# SHORT EXERCISE
Copy the lines word for word, starting with the line that contains "of the blue" and going on through the line that contains "[[946, 599]]". Leave the pictures out.

# DATA RECORDS
--------

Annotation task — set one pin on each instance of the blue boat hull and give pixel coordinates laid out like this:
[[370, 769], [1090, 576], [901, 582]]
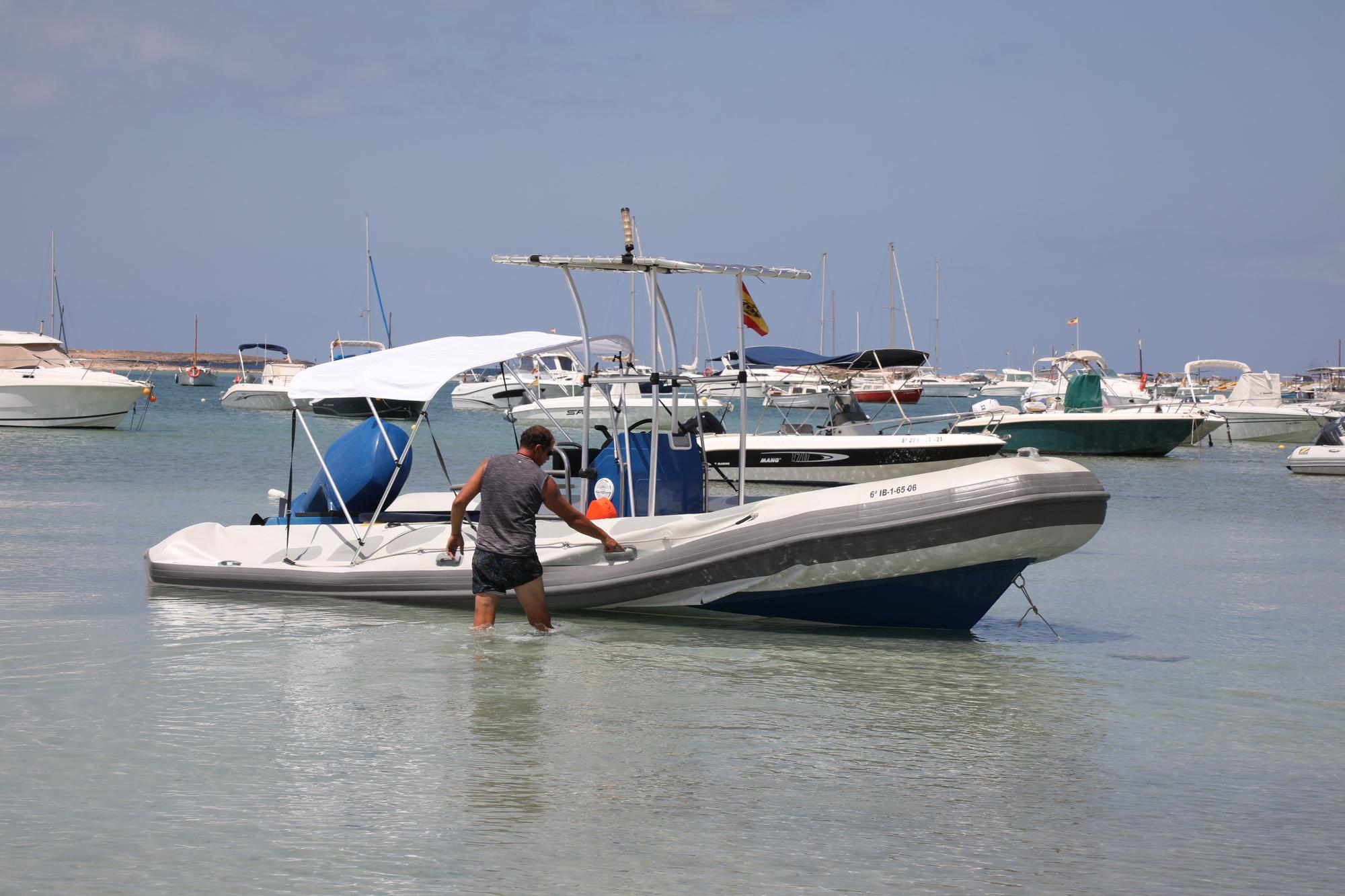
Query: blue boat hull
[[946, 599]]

--------

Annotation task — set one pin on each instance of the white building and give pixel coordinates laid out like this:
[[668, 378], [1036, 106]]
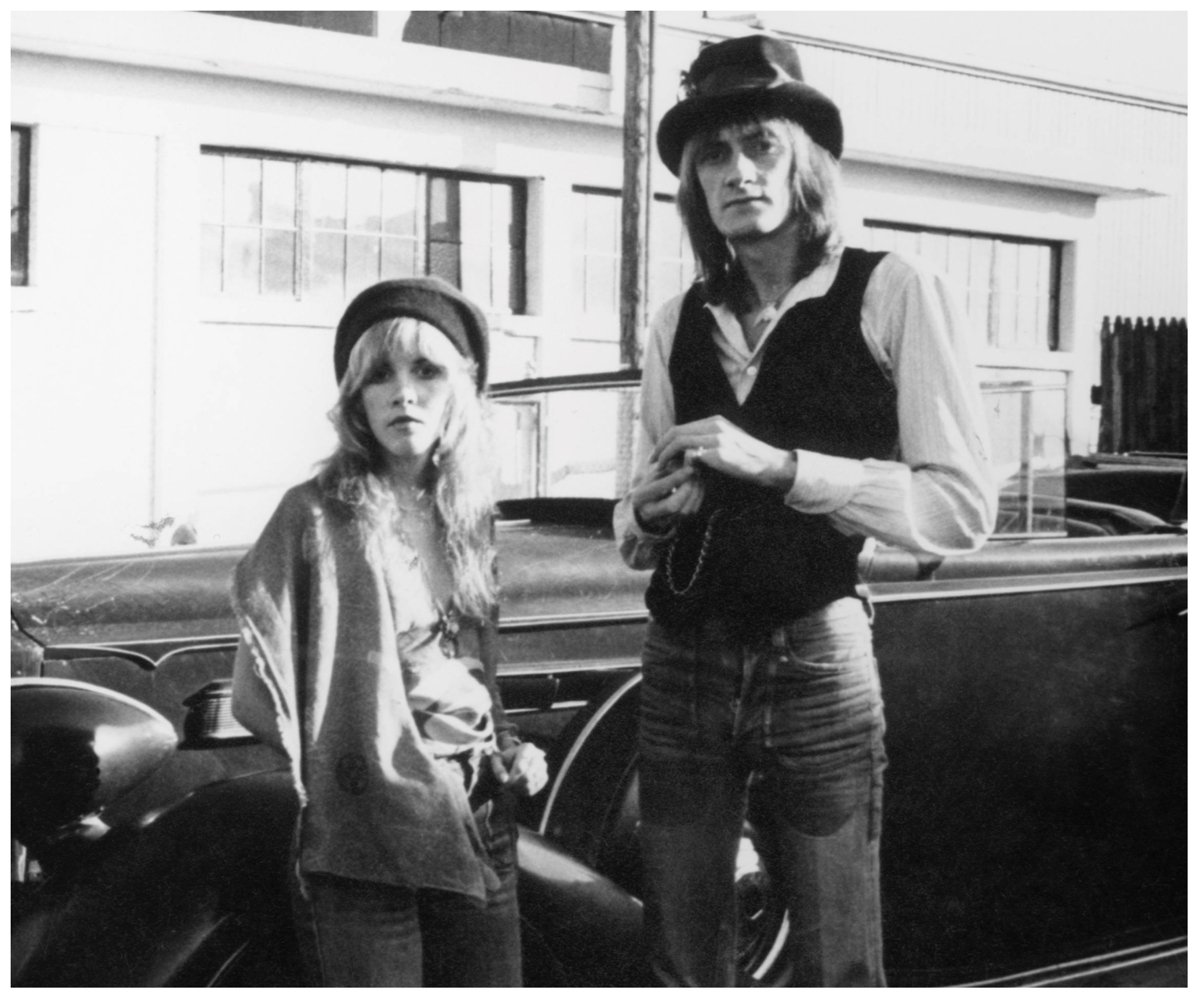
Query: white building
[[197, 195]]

--------

# ANSWER TO THIS TASK
Annotation task — set one pin on each instance of the blue boat hull and give pixel coordinates laid out like this:
[[370, 769], [1090, 576], [901, 582]]
Query: blue boat hull
[[946, 599]]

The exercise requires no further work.